--- START ---

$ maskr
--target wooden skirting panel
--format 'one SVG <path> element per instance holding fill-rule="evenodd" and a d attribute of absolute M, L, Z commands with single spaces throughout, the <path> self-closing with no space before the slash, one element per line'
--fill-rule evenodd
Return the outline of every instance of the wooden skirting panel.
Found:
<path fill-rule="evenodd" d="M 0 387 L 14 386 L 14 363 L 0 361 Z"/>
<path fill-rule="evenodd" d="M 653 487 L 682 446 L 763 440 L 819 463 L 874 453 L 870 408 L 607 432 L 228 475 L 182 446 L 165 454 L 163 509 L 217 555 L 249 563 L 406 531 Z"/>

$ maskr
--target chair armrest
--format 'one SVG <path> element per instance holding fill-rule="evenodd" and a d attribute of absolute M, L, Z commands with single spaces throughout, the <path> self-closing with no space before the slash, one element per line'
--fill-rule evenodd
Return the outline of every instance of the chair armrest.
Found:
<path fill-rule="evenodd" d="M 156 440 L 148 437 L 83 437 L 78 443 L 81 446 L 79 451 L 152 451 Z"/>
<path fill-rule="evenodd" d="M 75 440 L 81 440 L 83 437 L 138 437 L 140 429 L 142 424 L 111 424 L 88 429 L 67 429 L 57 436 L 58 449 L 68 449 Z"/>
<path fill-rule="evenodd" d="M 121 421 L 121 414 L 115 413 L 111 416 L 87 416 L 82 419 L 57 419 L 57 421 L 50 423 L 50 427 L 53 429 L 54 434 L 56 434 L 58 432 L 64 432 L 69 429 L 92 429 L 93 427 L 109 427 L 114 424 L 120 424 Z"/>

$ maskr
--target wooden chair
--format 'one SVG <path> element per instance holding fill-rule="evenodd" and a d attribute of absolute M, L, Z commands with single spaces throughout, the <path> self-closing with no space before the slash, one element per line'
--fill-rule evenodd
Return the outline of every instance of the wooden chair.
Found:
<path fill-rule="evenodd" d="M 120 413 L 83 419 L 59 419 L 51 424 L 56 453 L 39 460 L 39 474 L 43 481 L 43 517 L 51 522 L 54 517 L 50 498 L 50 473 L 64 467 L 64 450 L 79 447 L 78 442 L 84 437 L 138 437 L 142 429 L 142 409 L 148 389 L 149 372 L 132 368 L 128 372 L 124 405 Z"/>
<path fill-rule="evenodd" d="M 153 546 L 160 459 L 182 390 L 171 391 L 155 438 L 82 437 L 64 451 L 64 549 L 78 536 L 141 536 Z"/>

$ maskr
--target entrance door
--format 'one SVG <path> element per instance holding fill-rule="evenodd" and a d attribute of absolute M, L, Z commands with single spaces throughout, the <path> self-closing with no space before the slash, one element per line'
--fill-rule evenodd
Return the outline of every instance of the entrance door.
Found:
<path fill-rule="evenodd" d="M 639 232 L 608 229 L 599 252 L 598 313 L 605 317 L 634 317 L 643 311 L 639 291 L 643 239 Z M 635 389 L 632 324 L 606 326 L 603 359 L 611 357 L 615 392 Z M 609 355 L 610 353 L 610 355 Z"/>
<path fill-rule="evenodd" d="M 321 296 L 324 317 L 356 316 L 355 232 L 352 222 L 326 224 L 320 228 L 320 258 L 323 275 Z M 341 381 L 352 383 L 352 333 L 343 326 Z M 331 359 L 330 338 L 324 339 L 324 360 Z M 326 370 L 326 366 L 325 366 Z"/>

--- END ---
--- START ---

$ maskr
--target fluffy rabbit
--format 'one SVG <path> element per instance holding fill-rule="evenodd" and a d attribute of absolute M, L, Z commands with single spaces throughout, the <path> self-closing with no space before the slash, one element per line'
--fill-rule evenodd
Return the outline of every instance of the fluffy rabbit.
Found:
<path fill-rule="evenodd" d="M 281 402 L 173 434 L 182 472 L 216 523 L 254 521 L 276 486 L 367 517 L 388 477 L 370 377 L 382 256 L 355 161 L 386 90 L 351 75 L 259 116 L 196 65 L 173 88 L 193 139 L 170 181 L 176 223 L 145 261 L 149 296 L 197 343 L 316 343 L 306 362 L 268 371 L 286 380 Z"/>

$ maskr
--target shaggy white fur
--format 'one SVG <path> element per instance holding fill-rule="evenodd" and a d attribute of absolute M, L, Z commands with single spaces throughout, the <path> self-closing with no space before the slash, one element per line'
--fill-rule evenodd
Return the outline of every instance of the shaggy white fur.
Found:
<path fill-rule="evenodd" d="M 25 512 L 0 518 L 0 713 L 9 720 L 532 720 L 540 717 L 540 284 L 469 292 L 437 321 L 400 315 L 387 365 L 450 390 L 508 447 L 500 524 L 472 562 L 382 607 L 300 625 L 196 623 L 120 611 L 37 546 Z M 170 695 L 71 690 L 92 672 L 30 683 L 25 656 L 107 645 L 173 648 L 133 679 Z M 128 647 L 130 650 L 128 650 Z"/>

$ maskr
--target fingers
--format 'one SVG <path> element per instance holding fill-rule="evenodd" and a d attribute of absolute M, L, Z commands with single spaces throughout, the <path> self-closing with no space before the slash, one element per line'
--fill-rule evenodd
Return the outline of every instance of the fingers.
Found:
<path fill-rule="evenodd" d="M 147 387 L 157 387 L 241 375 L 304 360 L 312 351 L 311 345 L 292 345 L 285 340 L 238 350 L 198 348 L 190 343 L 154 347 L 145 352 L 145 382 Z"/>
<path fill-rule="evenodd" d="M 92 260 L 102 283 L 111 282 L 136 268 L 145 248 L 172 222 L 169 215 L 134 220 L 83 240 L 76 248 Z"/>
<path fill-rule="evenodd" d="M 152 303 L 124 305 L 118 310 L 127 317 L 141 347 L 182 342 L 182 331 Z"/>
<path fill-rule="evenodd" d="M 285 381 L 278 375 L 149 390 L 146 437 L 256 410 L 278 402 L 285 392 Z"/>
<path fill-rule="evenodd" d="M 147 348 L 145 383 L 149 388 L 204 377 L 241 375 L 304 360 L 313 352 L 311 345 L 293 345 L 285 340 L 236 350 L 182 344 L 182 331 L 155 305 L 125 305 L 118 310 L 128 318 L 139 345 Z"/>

--- END ---
--- START ---

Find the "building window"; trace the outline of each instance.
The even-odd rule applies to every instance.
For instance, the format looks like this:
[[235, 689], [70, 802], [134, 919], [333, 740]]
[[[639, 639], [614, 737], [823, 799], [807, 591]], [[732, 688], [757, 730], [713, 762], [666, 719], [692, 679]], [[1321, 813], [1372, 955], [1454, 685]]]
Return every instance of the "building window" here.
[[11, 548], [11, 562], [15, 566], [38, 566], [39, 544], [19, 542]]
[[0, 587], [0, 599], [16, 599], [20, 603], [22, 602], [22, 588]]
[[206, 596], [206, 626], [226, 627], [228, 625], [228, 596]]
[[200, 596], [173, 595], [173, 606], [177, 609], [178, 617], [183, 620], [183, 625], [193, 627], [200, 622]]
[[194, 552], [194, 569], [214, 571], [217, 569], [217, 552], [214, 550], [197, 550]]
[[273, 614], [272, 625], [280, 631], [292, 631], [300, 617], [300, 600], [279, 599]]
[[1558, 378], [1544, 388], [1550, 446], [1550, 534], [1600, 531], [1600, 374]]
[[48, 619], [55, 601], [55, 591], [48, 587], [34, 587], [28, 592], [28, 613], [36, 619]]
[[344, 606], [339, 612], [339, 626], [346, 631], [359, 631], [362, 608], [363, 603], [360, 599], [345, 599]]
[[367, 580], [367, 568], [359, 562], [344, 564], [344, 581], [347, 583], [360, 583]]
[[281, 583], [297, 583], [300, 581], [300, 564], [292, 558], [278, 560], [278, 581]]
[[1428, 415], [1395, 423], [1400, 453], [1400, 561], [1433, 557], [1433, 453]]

--- END ---

** Exercise **
Filter the entries and keep only the lines holding "shaggy".

** Result for this task **
--target shaggy white fur
Return the outline of every instance of the shaggy white fur.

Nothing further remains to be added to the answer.